━━━ Raw records ━━━

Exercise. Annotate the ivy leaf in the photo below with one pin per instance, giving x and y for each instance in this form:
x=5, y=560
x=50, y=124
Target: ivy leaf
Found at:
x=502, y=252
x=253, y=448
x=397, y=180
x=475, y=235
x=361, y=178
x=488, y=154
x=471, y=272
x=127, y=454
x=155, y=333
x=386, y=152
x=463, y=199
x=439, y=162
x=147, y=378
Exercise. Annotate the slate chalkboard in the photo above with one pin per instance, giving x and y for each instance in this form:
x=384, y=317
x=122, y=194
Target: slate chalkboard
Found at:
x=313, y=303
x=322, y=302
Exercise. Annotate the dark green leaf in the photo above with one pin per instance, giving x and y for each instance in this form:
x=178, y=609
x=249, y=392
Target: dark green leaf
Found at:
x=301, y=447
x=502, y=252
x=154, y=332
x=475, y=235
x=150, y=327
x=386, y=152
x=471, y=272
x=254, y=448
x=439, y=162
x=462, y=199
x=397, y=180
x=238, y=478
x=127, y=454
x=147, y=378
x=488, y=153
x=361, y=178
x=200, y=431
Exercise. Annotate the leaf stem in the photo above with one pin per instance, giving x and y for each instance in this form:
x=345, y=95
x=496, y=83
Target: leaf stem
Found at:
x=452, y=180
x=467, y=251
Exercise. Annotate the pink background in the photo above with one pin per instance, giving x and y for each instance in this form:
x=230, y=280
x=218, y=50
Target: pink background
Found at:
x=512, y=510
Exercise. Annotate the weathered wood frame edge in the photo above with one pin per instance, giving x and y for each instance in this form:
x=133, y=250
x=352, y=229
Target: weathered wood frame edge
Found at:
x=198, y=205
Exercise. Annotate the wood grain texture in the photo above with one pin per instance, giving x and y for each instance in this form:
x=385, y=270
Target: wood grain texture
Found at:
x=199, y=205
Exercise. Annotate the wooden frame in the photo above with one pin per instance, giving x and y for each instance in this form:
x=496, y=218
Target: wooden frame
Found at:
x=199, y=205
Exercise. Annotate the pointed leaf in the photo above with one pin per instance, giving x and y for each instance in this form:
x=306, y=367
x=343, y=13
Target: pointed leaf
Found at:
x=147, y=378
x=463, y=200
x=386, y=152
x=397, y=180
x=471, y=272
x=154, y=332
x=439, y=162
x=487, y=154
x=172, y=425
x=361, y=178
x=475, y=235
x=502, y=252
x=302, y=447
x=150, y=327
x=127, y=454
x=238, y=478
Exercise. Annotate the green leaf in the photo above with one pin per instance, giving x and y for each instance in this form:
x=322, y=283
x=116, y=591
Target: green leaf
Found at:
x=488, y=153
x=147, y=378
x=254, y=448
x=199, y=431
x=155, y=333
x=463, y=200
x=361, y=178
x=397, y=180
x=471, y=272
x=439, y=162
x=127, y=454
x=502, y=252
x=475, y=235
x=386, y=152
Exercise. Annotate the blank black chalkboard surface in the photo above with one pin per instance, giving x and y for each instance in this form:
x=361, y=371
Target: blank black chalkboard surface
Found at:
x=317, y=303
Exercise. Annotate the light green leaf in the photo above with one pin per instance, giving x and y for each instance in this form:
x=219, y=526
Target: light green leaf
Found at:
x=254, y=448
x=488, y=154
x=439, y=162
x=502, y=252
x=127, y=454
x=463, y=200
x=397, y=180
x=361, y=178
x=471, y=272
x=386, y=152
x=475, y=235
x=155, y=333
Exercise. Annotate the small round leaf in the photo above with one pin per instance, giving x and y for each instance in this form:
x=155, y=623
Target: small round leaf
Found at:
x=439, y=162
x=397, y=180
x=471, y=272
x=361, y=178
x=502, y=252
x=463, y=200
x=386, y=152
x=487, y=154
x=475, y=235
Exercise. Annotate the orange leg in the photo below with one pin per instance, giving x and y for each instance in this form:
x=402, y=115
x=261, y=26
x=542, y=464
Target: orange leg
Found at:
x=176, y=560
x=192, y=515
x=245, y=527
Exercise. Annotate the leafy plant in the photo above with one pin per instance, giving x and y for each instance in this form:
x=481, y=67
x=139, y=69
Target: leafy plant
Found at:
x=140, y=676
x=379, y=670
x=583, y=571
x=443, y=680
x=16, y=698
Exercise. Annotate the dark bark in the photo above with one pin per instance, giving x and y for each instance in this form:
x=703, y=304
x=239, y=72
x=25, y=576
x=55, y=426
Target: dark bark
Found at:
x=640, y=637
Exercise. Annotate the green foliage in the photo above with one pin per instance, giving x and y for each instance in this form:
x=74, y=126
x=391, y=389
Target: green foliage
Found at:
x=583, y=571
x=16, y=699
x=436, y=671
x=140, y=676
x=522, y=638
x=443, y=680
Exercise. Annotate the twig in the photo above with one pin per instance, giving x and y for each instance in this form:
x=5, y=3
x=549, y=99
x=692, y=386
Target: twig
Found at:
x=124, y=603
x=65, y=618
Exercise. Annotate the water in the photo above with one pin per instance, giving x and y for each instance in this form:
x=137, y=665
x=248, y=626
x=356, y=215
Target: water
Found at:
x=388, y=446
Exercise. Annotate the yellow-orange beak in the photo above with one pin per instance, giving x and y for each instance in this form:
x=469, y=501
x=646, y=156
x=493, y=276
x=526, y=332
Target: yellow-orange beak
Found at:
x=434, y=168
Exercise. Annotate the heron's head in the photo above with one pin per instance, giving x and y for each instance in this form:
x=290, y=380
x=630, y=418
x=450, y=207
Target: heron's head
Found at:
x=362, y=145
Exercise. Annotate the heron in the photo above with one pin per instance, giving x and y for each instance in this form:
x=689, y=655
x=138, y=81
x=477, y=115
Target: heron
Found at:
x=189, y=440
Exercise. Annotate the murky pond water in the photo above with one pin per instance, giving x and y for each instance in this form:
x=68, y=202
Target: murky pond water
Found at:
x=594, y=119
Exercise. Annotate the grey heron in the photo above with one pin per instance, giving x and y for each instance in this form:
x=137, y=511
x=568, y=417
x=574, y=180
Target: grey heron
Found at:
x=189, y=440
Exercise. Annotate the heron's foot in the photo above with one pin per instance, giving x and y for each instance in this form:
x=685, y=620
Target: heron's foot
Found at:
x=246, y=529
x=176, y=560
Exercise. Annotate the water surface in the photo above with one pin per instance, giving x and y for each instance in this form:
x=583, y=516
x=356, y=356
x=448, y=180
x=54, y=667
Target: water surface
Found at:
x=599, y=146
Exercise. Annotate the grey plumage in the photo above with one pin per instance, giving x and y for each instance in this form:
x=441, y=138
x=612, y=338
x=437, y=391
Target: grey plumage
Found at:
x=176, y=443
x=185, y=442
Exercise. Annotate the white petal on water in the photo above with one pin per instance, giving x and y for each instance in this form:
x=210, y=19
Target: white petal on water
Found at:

━━━

- Given task -
Copy all of the lines above word for word, leaving nothing out and changing nothing.

- Response to this task -
Exercise. Annotate the ivy leaf in the photo below with one pin per instance, giving x and y for each instance in this form:
x=5, y=560
x=50, y=124
Target: ivy leaf
Found at:
x=502, y=252
x=253, y=448
x=397, y=180
x=475, y=235
x=361, y=178
x=488, y=154
x=471, y=272
x=127, y=454
x=155, y=333
x=386, y=152
x=463, y=199
x=439, y=162
x=147, y=378
Exercise. Annotate the slate chalkboard in the photo above with one pin per instance, giving x and y for each instance in this form:
x=384, y=317
x=122, y=194
Target: slate chalkboard
Found at:
x=313, y=303
x=322, y=302
Exercise. Annotate the dark green leaf in the photo above with one pin per instance, giving x and y for each instance in this form:
x=178, y=609
x=249, y=392
Target: dark green leaf
Found at:
x=301, y=447
x=502, y=252
x=154, y=332
x=475, y=235
x=150, y=327
x=386, y=152
x=471, y=272
x=254, y=448
x=439, y=162
x=462, y=199
x=397, y=180
x=238, y=478
x=127, y=454
x=147, y=378
x=488, y=153
x=361, y=178
x=200, y=431
Exercise. Annotate the leaf stem in the photo above with one pin per instance, giving x and y for each instance in this form:
x=345, y=95
x=496, y=83
Target: leaf stem
Found at:
x=452, y=180
x=467, y=251
Exercise. Annotate the pink background in the photo above with one pin per instance, giving x and y for each instance in this form:
x=230, y=280
x=218, y=50
Target: pink background
Found at:
x=512, y=510
Exercise. Annotate the weathered wood frame edge in the photo above with one pin per instance, giving x and y for each instance in this form:
x=133, y=250
x=352, y=229
Target: weathered wood frame edge
Found at:
x=198, y=205
Exercise. Annotate the wood grain texture in the photo above with one pin per instance, giving x and y for each instance in this form:
x=385, y=270
Target: wood grain texture
Found at:
x=199, y=205
Exercise. Annotate the wooden frame in the photo above with one pin per instance, giving x and y for each instance in this form:
x=496, y=218
Target: wooden frame
Found at:
x=199, y=205
Exercise. Annotate the pointed leaf in the photo above with one pin per instance, giving x and y for each instance in this form:
x=306, y=367
x=343, y=13
Target: pointed leaf
Found at:
x=147, y=378
x=463, y=200
x=386, y=152
x=397, y=180
x=471, y=272
x=154, y=332
x=439, y=162
x=487, y=154
x=172, y=425
x=361, y=178
x=475, y=235
x=502, y=252
x=302, y=447
x=150, y=327
x=127, y=454
x=238, y=478
Exercise. Annotate the green leaf in the photo above with one pin per instance, giving x and y for each instance in this form:
x=322, y=283
x=116, y=591
Target: green leaf
Found at:
x=488, y=153
x=147, y=378
x=254, y=448
x=199, y=431
x=155, y=333
x=463, y=200
x=361, y=178
x=397, y=180
x=471, y=272
x=439, y=162
x=127, y=454
x=502, y=252
x=475, y=235
x=386, y=152
Exercise. Annotate the blank black chalkboard surface in the photo above with one pin per instance, giving x and y for each instance in this form:
x=361, y=371
Target: blank black chalkboard surface
Found at:
x=317, y=303
Exercise. Annotate the light green leaf in the photo above with one pin per instance, giving x and y for each instance in this form:
x=219, y=526
Target: light green leaf
Found at:
x=254, y=448
x=488, y=154
x=439, y=162
x=502, y=252
x=127, y=454
x=463, y=200
x=397, y=180
x=361, y=178
x=471, y=272
x=386, y=152
x=475, y=235
x=155, y=333
Exercise. Annotate the small round leaf in the photo above with one pin per instance, giving x and y for each instance in this form:
x=155, y=623
Target: small round leaf
Found at:
x=439, y=162
x=397, y=180
x=471, y=272
x=361, y=178
x=502, y=252
x=463, y=200
x=386, y=152
x=487, y=154
x=475, y=235
Exercise. Annotate the orange leg in the photo below with one pin per instance, giving x and y for each instance in this form:
x=402, y=115
x=261, y=26
x=542, y=464
Target: orange leg
Found at:
x=176, y=560
x=192, y=515
x=245, y=527
Exercise. Annotate the leafy plant in the photo above with one pin per instance, giving x and y for each instance in this form:
x=481, y=67
x=139, y=69
Target: leafy plant
Found at:
x=140, y=676
x=379, y=670
x=583, y=571
x=443, y=680
x=16, y=698
Exercise. Annotate the dark bark in the photo above with one pin per instance, giving x and y for each instance in this form:
x=703, y=304
x=239, y=72
x=25, y=576
x=55, y=426
Target: dark bark
Found at:
x=640, y=637
Exercise. Annotate the green foliage in the photo above with one pin per instance, giving x and y for each instance in this form:
x=74, y=126
x=391, y=389
Target: green foliage
Found at:
x=583, y=571
x=16, y=699
x=436, y=671
x=140, y=676
x=522, y=638
x=443, y=680
Exercise. Annotate the twig in the photo above with one pin per instance, giving x and y for each instance in this form:
x=5, y=3
x=549, y=99
x=692, y=386
Target: twig
Found at:
x=124, y=603
x=65, y=618
Exercise. Annotate the water in the photo above with one pin per instance, giving x and y for each instance in this form:
x=137, y=665
x=248, y=626
x=356, y=215
Target: water
Found at:
x=388, y=446
Exercise. Annotate the yellow-orange beak in the photo above with one pin per instance, giving x and y for each instance in this form:
x=469, y=501
x=646, y=156
x=493, y=276
x=526, y=332
Target: yellow-orange beak
Found at:
x=434, y=168
Exercise. Annotate the heron's head in the photo above with one pin per instance, giving x and y for each instance in this form:
x=290, y=380
x=630, y=418
x=450, y=207
Target: heron's head
Found at:
x=362, y=145
Exercise. Annotate the heron in the photo above with one pin per instance, giving x and y for each instance in this form:
x=689, y=655
x=138, y=81
x=477, y=115
Target: heron
Found at:
x=189, y=440
Exercise. Annotate the murky pond water in the photo above with one pin per instance, giving x and y for each instance in this form:
x=68, y=202
Target: murky pond water
Found at:
x=594, y=119
Exercise. Annotate the grey heron in the photo above with one pin per instance, giving x and y for each instance in this form:
x=137, y=511
x=568, y=417
x=574, y=180
Target: grey heron
Found at:
x=189, y=440
Exercise. Annotate the heron's foot in the photo above with one pin per instance, giving x and y for each instance in this form:
x=685, y=620
Target: heron's foot
Found at:
x=246, y=529
x=176, y=560
Exercise. Annotate the water surface in the photo above with one pin per instance, giving x and y for each instance in this form:
x=583, y=516
x=356, y=356
x=448, y=180
x=54, y=667
Target: water surface
Found at:
x=599, y=146
Exercise. Annotate the grey plumage in the photo above with one pin per instance, giving x and y for each instance in this form:
x=441, y=138
x=612, y=338
x=437, y=391
Target: grey plumage
Found at:
x=176, y=443
x=185, y=442
Exercise. Annotate the white petal on water in the photo above with one pin per instance, giving x and y for each instance in this form:
x=210, y=19
Target: white petal on water
Found at:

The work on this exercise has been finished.